** AIM **
From the line with "Please segment every instance of the red" to the final line of the records, reproduce every line exactly and only those lines.

(Records from a collection)
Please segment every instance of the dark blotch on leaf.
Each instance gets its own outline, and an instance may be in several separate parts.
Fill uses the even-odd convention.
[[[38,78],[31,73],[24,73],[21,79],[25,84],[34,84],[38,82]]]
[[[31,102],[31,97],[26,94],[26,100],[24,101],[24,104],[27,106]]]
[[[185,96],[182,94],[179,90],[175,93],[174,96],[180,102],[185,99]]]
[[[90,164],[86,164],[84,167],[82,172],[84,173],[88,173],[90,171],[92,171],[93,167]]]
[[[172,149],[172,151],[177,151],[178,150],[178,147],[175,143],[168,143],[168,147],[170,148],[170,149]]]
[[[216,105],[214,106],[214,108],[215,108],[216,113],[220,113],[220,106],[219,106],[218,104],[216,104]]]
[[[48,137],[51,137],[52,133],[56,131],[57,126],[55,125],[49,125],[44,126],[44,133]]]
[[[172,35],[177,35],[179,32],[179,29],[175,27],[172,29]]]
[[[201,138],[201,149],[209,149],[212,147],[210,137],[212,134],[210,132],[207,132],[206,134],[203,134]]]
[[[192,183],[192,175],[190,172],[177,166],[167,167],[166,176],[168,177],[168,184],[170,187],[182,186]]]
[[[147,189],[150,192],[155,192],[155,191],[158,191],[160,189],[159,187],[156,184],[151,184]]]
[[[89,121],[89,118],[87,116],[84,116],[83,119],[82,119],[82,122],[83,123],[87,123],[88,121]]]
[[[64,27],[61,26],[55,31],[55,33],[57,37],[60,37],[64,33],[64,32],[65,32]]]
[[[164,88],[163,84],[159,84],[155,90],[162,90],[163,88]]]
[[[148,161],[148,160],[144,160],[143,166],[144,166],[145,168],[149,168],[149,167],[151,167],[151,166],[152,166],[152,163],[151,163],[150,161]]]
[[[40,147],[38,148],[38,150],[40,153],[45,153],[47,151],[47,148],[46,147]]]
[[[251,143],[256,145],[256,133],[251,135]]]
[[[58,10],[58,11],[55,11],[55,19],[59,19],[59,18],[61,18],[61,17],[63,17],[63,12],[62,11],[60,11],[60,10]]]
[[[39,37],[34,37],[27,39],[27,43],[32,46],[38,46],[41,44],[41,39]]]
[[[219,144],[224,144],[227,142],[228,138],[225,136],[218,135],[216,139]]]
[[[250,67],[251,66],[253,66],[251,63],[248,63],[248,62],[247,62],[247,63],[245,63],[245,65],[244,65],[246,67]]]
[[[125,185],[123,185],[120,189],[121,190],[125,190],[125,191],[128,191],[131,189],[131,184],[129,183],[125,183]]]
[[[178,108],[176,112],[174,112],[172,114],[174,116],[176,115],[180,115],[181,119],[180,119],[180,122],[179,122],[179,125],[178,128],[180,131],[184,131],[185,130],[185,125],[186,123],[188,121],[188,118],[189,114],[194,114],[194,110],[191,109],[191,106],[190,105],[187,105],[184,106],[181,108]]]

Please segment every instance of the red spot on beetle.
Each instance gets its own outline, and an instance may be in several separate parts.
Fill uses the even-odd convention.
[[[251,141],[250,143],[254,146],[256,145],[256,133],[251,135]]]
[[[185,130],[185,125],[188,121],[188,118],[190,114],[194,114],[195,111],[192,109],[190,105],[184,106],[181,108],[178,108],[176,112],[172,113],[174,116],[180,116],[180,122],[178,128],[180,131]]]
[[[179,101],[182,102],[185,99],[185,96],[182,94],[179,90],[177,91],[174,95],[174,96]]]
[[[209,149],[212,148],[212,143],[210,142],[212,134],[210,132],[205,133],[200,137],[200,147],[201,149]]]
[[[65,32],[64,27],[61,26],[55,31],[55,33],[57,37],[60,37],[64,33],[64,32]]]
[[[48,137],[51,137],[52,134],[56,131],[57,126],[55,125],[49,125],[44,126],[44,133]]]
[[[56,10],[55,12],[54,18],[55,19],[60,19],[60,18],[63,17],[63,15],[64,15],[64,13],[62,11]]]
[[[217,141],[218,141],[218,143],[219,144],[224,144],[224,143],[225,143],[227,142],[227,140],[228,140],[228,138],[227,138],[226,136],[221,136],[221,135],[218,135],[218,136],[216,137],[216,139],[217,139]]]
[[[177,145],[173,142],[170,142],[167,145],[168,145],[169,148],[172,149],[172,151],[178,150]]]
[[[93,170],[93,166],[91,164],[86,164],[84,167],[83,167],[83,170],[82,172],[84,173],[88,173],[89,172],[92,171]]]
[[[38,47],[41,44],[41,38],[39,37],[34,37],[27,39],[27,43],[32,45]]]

** COMPLETE RESPONSE **
Please segment every instance of the red spot on beetle.
Each instance gets its own outline, and an instance may be in several separate parts.
Fill uses the even-odd convention.
[[[251,141],[250,143],[254,146],[256,145],[256,133],[251,135]]]
[[[185,130],[185,125],[188,121],[188,118],[190,114],[194,114],[195,111],[192,109],[190,105],[184,106],[181,108],[178,108],[176,112],[172,113],[174,116],[180,116],[180,122],[178,128],[180,131]]]
[[[179,101],[182,102],[185,99],[185,96],[182,94],[179,90],[177,91],[174,95],[174,96]]]
[[[209,149],[212,148],[212,143],[210,142],[212,134],[210,132],[205,133],[200,137],[200,147],[201,149]]]
[[[65,32],[64,27],[61,26],[55,31],[55,33],[57,37],[60,37],[64,33],[64,32]]]
[[[48,137],[51,137],[52,134],[56,131],[57,126],[55,125],[49,125],[44,126],[44,133]]]
[[[56,10],[55,12],[54,18],[55,19],[60,19],[60,18],[63,17],[63,15],[64,15],[64,13],[62,11]]]
[[[217,141],[218,141],[218,143],[219,144],[224,144],[224,143],[225,143],[227,142],[227,140],[228,140],[228,138],[227,138],[226,136],[221,136],[221,135],[218,135],[218,136],[216,137],[216,139],[217,139]]]
[[[177,145],[173,142],[170,142],[167,145],[168,145],[169,148],[172,149],[172,151],[178,150]]]
[[[93,170],[93,166],[91,164],[86,164],[84,167],[83,167],[83,170],[82,172],[84,173],[88,173],[89,172],[92,171]]]
[[[38,47],[41,44],[41,38],[39,37],[34,37],[27,39],[27,43],[32,45]]]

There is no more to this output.